What is needed: Please return each of the records below word for word, leaving out the pictures.

Given entries:
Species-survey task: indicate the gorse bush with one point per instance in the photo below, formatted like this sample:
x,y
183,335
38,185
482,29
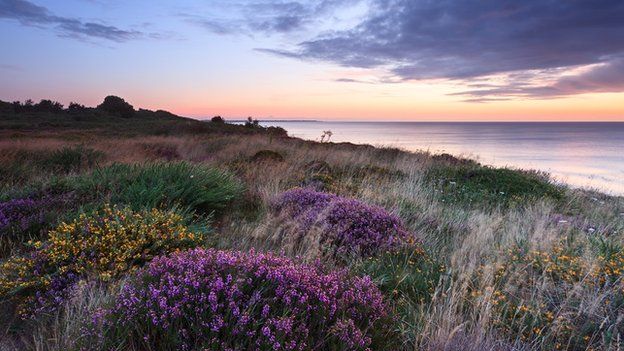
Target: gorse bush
x,y
559,298
348,226
161,185
103,244
217,300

Right answer:
Species-survey task: indicate the gorse bush with one point per instance in the photo below, formatted like this sample:
x,y
183,335
38,185
482,29
Target: gorse bush
x,y
559,298
348,226
161,185
103,244
217,300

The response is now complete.